==== 本文

堺の市民病院、今は総合医療センターとなり、その歴史が100年。
この記念式典がフェニーチェの大ホールで開催されました。
大正12年(1923)市立公民病院は宿院の顕本寺境内に設置されました。以来、数々の火災や戦争を乗り越えて市立堺病院となり、平成27年に市立総合医療センターとして生まれ変わりました。
そこには多くの物語があります。
💜O-157学童集団下痢症
1996年の堺市でのO-157学童集団下痢症の発生の対応に追われた堺病院は、ベッドも足りず、廊下などに腹痛などを訴える学童が溢れる状況でした。未曾有の大規模な食中毒は、世界的ニュースになりました。
ちょうど堺市とオランダとのダッハランド事業の調印のためにオランダにいた母がテレビのニュースを見て、電話をかけてきました。
結果、学校給食に起因するO-157学童集団下痢症で当時は、9523人が罹患し、3人の女の子がなくなりました。
また後遺症により一人の女性が亡くなりました。
当時の院長は、里見先生でした。
💜O-157を忘れない日
私は堺市健康づくり推進市民会議のメンバーとして、ご遺族にもお会いした上で、毎年追悼と誓いのつどいを開催し、議会において7月12日を「O-157学童集団下痢症を忘れない日」とすることを提案し、実現しました。

========

課題の内容: 本文によると、1996年のO-157学童集団下痢症で罹患したのは何人ですか。

==== データセット記録

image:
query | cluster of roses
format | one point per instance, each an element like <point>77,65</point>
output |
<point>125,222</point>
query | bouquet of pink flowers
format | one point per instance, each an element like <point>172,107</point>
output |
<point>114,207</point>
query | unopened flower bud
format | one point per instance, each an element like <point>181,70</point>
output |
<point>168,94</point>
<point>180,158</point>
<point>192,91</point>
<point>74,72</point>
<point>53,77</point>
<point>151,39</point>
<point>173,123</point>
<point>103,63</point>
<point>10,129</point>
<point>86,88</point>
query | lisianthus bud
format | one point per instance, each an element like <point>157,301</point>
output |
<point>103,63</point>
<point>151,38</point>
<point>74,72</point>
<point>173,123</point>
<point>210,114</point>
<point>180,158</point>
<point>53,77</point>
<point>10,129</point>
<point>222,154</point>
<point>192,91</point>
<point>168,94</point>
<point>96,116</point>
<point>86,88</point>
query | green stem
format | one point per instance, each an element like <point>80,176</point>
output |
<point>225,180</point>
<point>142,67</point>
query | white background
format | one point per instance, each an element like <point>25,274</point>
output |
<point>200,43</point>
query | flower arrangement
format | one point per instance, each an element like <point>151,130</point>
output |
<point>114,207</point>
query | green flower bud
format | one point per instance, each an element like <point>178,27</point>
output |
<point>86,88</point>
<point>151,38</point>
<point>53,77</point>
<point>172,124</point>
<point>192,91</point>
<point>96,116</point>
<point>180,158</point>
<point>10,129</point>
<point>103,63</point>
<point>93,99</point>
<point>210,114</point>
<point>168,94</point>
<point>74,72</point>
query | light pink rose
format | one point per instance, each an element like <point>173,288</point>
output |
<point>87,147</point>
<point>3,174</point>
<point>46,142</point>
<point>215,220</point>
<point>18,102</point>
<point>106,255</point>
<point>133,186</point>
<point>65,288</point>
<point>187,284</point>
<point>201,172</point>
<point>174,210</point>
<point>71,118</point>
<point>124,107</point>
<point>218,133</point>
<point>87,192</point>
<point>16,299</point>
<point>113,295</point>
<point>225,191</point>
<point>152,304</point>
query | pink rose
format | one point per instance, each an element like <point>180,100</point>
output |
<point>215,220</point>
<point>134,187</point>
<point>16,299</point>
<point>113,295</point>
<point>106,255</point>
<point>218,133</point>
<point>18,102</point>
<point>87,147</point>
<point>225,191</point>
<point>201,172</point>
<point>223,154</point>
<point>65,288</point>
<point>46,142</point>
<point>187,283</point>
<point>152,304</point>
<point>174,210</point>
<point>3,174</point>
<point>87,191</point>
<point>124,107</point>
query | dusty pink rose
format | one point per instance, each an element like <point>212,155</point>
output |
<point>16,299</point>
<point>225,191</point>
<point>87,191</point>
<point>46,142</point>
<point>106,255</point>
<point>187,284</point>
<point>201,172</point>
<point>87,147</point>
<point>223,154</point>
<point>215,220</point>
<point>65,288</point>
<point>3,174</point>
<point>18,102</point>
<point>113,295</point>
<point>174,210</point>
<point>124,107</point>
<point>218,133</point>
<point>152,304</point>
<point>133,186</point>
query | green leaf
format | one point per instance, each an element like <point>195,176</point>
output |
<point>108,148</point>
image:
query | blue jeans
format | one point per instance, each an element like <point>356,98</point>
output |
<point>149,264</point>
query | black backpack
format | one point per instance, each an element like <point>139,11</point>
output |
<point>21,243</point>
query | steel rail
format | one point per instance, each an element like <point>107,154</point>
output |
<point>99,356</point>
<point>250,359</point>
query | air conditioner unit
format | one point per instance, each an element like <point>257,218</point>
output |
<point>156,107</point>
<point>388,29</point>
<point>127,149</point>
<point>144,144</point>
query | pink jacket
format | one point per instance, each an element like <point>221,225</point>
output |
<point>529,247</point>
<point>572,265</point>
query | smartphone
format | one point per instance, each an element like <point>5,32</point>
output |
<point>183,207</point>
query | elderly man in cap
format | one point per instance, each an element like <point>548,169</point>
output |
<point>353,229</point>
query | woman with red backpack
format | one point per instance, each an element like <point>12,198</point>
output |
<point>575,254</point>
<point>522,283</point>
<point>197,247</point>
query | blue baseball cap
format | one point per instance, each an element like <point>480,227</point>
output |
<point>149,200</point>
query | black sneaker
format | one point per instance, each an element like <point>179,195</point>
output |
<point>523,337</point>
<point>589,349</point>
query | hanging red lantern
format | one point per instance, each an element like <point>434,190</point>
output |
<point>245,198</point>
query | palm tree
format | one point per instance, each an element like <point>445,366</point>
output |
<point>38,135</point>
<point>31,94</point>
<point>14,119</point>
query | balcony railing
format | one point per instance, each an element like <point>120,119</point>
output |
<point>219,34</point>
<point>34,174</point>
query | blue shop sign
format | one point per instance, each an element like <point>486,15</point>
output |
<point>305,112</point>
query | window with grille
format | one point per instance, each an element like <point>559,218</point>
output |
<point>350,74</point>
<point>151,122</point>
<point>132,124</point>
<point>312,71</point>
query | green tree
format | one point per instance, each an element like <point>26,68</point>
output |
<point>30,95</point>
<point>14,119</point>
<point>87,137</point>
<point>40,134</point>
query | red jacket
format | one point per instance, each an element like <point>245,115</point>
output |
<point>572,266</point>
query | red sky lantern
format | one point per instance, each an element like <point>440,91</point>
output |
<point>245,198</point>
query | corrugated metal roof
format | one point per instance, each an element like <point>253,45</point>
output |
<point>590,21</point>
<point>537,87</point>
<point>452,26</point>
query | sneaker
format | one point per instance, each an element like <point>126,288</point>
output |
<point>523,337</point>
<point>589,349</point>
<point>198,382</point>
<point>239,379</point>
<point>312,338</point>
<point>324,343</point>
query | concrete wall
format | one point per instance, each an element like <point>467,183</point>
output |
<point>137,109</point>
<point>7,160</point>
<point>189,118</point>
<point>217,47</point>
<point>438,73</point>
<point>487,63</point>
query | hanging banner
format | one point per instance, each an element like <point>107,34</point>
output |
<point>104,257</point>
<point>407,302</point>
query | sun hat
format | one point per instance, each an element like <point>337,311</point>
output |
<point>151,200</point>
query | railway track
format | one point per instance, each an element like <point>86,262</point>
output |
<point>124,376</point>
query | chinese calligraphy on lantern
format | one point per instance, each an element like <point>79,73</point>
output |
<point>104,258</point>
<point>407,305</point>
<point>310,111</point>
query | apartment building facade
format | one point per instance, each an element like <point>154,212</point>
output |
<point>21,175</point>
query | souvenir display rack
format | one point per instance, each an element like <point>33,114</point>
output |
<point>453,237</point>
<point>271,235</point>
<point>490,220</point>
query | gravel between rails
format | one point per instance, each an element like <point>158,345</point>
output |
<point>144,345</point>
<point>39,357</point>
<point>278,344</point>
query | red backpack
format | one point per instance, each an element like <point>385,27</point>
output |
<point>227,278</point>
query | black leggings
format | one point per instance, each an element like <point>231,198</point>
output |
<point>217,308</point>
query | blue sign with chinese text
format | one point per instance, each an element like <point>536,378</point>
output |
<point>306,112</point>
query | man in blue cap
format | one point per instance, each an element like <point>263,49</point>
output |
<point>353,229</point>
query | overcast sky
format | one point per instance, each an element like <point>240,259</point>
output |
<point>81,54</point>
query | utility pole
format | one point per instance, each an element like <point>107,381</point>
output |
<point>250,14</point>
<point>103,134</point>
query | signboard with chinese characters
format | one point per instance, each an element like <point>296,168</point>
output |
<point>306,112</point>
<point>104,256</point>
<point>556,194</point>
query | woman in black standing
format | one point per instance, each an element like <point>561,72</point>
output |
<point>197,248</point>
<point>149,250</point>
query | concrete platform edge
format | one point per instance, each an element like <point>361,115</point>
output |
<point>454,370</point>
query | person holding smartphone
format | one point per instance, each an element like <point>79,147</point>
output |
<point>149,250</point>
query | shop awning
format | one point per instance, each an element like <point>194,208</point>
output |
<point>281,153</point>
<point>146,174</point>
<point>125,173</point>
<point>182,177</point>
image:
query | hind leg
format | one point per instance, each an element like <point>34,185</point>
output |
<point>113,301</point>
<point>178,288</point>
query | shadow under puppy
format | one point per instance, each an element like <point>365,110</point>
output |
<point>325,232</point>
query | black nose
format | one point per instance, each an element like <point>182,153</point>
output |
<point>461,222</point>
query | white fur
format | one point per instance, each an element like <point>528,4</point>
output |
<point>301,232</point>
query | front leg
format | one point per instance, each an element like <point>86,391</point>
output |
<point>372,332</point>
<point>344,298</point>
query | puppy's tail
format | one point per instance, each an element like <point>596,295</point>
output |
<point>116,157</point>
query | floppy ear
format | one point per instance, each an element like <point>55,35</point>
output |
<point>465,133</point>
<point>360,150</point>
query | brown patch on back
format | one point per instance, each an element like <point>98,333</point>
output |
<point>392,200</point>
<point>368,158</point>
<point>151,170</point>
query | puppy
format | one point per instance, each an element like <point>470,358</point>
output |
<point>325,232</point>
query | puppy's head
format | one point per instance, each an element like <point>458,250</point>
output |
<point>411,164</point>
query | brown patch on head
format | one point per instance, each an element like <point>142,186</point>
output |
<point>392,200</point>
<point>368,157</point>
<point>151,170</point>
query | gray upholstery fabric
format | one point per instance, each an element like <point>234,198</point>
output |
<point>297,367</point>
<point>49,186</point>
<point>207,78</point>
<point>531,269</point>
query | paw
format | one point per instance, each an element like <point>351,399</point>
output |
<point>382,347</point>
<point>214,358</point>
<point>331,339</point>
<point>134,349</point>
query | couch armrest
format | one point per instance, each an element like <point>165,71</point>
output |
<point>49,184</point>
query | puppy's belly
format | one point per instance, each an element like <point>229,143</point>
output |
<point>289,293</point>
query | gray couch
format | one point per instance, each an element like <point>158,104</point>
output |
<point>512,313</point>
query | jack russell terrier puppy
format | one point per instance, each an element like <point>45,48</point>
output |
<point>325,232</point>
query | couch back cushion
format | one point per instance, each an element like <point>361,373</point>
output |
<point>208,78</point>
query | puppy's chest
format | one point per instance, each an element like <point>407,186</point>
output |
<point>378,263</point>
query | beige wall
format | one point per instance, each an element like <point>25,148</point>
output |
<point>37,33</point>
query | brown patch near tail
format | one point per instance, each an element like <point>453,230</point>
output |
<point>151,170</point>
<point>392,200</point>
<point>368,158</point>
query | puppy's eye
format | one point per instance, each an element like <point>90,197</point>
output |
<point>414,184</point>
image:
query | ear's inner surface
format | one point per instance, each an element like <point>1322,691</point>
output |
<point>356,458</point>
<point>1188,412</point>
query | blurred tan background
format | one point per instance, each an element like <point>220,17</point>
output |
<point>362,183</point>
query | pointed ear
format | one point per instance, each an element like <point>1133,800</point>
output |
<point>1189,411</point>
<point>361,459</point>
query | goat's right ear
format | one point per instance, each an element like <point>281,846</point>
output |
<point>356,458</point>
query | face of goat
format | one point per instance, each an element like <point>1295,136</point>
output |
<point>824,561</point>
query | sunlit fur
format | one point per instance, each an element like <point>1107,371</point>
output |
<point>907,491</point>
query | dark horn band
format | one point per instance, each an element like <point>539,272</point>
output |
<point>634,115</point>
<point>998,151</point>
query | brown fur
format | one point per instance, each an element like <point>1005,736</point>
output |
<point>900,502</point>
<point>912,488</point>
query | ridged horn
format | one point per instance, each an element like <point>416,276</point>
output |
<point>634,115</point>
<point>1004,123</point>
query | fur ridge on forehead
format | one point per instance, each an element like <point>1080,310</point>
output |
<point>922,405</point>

========

この課題の解答: 9523人です。